Task brief: Set down the entries below once more, precisely as they stand.

Region pointing data
★ ★ ★ ★ ★ ★ ★
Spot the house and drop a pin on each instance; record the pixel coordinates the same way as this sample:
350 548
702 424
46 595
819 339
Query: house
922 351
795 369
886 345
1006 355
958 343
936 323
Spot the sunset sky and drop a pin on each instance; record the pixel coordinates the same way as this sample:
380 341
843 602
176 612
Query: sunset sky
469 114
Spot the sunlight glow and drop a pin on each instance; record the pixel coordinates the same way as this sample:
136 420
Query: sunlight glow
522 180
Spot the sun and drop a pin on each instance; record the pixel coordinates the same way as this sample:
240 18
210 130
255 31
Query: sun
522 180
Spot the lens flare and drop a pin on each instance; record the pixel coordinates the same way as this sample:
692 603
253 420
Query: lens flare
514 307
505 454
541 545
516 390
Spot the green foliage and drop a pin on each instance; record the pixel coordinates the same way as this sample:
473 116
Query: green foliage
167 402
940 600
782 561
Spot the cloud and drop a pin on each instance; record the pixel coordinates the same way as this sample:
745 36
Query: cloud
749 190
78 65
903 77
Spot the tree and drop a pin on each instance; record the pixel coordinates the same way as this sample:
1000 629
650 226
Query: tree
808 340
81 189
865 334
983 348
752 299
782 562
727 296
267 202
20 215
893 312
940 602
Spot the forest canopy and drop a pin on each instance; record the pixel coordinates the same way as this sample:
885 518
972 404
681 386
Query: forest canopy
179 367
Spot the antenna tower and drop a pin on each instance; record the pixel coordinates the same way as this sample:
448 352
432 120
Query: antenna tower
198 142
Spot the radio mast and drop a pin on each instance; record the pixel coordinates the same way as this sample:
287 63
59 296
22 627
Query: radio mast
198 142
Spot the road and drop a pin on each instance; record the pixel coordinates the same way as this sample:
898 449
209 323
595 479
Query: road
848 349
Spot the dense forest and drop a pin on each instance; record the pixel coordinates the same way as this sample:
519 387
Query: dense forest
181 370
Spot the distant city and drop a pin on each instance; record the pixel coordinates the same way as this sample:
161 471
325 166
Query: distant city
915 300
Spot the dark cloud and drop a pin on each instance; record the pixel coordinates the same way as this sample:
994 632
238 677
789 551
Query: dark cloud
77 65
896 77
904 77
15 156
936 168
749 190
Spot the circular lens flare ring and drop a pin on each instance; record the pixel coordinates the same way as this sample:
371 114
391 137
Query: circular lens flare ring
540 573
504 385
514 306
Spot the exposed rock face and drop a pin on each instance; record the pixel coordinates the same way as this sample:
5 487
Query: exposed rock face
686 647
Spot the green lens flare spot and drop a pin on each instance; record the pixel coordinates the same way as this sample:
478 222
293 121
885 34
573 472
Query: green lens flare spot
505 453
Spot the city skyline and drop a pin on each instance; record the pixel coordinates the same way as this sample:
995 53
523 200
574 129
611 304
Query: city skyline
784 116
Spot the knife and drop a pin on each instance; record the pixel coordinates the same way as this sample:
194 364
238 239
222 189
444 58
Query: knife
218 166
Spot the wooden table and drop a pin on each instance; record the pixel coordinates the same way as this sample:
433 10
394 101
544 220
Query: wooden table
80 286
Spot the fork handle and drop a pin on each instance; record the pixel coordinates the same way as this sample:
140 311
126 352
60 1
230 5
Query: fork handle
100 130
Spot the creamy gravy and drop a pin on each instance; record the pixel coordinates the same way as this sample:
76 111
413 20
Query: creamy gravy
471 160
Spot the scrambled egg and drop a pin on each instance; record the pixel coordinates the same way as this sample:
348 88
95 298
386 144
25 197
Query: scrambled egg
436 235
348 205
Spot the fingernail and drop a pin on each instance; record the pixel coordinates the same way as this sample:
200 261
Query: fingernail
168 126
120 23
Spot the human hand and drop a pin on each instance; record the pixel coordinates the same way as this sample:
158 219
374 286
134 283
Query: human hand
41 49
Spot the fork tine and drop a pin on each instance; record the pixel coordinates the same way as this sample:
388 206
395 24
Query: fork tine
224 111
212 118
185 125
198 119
★ ★ ★ ★ ★ ★ ★
Problem solution:
Spot the house and drop a pin on each instance; record the pixel coordinates the same way as this sample:
350 548
702 424
46 595
819 339
Query: house
922 351
795 369
886 345
1006 355
958 343
936 323
Spot the sunset sky and drop a pin on each instance; record the pixel coordinates the same way as this sample:
380 341
843 602
176 612
Query: sunset sky
469 114
Spot the sunlight glow and drop a pin on each instance; record the pixel coordinates the same way as this sample:
136 420
Query: sunlight glow
522 180
Spot the sun and drop a pin on each instance; record the pixel coordinates the same way as this sample:
240 18
210 130
255 31
Query: sun
522 180
Spot the lens flare and drop a pin on each instance; record the pixel coordinates the same way as this sample:
692 603
253 420
Query: lens flare
514 307
505 454
541 545
516 390
Spot the green foliage and drop a pin on each instance; record the pixel coordinates the same way as this sample:
473 116
Query: green foliage
167 402
940 600
782 561
Spot the cloud and drop a pin on each instance; record the pixel coordinates the same way as this sample:
745 36
Query: cloud
749 190
78 65
903 77
Spot the tree and drop a pin on each instance; record the pixel coordinates the same way as this sample:
1000 629
650 226
Query: tree
808 340
81 189
865 334
983 348
752 299
782 562
727 296
267 202
20 215
893 312
940 602
Spot the forest canopy and drop a pin on each instance; record the pixel coordinates the same way as this sample:
885 518
972 404
681 386
Query: forest canopy
179 367
Spot the antenna tower and drop a pin on each instance; record the pixel coordinates the same way as this sample:
448 352
432 120
Query: antenna tower
198 142
Spot the radio mast and drop a pin on each instance; record the pixel coordinates the same way as this sample:
287 63
59 296
22 627
Query: radio mast
198 142
Spot the road and drop a pin on each instance; record the pixel coordinates the same way as this sample:
898 449
209 323
595 479
Query: road
848 349
Spot the dense forest and drop a pin on each instance; record the pixel coordinates the same way as this sample:
519 387
Query: dense forest
181 370
Spot the distant city and drop a pin on each instance; record the pixel coordinates the same way as this sample:
161 471
325 166
Query: distant city
915 300
Spot the dark cloud and drop a pin on each instance; record the pixel coordinates the same way as this sample:
994 632
238 677
789 551
Query: dark cloud
77 65
896 77
904 77
15 156
936 168
749 190
Spot the circular lens flare ring and drop a pin on each instance; record the pixel coordinates the same way as this sample:
371 114
391 137
Query: circular lens flare ring
540 573
504 385
514 306
Spot the exposed rock face and drop a pin on each instance; record the pixel coordinates the same way as this sample:
5 487
Query: exposed rock face
686 647
Spot the green lens flare spot and drop a pin on each instance; record the pixel coordinates the same way as this sample:
478 222
293 121
885 34
573 472
Query: green lens flare spot
505 453
Spot the city skyline and drop a pin on each instance; record the pixel coordinates the same way as this sample:
995 53
523 200
574 129
611 304
Query: city skyline
784 116
Spot the knife and drop a pin on each instance; record the pixel coordinates the same way as this sample:
194 364
238 239
222 189
444 58
Query: knife
218 166
Spot the wooden table and drop a pin on each instance; record the pixel coordinates the same way as this sample:
433 10
394 101
544 220
Query: wooden table
80 286
Spot the fork handle and drop a pin on each instance; record the pixel coordinates the same way as this sample:
140 311
126 352
60 1
230 5
Query: fork handle
100 130
Spot the creamy gravy and drop a pin on each instance; record the pixel coordinates the same way as this sample:
76 111
413 20
Query: creamy gravy
471 160
Spot the scrambled egg and drop a pin on each instance; record the pixel coordinates the same way as this sample:
348 88
95 298
386 144
25 197
Query: scrambled egg
436 235
348 205
Spot the fingernail and drop a pin on each instance; record the pixel coordinates the same way as this sample:
200 261
Query: fingernail
168 126
120 23
Spot the human hand and drop a pin on each instance; record the pixel coordinates the same way as this sample:
158 219
374 286
134 283
Query: human hand
41 49
Spot the fork tine and drop a pin on each instance; record the pixel coordinates the same way as this sample:
388 206
395 24
Query: fork tine
224 111
212 118
185 125
198 119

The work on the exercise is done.